* _What the exercise asks_
In the abstract on propofol and isoflurane below, rewrite the passage from "Anesthetic Propofol Attenuates" to "Zhang et al.", substituting "Posted" for "Published".

*** Opening Extracted text ***

Anesthetic Propofol Attenuates the Isoflurane-Induced Caspase-3 Activation and Aß Oligomerization
Published: Tuesday, November 01, 2011
Author: Yiying Zhang et al.

by Yiying Zhang, Yu Zhen, Yuanlin Dong, Zhipeng Xu, Yun Yue, Todd E. Golde, Rudolph E. Tanzi, Robert D. Moir, Zhongcong Xie

Accumulation and deposition of ß-amyloid protein (Aß) are the hallmark features of Alzheimer's disease. The inhalation anesthetic isoflurane has been shown to induce caspase activation and increase Aß accumulation. In addition, recent studies suggest that isoflurane may directly promote the formation of cytotoxic soluble Aß oligomers, which are thought to be the key pathological species in AD. In contrast, propofol, the most commonly used intravenous anesthetic, has been reported to have neuroprotective effects. We therefore set out to compare the effects of isoflurane and propofol alone and in combination on caspase-3 activation and Aß oligomerization in vitro and in vivo. Naïve and stably-transfected H4 human neuroglioma cells that express human amyloid precursor protein, the precursor for Aß; neonatal mice; and conditioned cell culture media containing secreted human Aß40 or Aß42 were treated with isoflurane and/or propofol. Here we show for the first time that propofol can attenuate isoflurane-induced caspase-3 activation in cultured cells and in the brain tissues of neonatal mice. Furthermore, propofol-mediated caspase inhibition occurred when there were elevated levels of Aß. Finally, isoflurane alone induces Aß42, but not Aß40, oligomerization, and propofol can inhibit the isoflurane-mediated oligomerization of Aß42. These data suggest that propofol may mitigate the caspase-3 activation by attenuating the isoflurane-induced Aß42 oligomerization. Our findings provide novel insights into the possible mechanisms of isoflurane-induced neurotoxicity that may aid in the development of strategies to minimize potential adverse effects associated with the administration of anesthetics to patients.

*** Closing Extracted text ***
*** Opening Dataset excerpt ***

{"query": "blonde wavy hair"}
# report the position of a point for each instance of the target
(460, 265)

*** Closing Dataset excerpt ***

* _Output_
Anesthetic Propofol Attenuates the Isoflurane-Induced Caspase-3 Activation and Aß Oligomerization
Posted: Tuesday, November 01, 2011
Author: Yiying Zhang et al.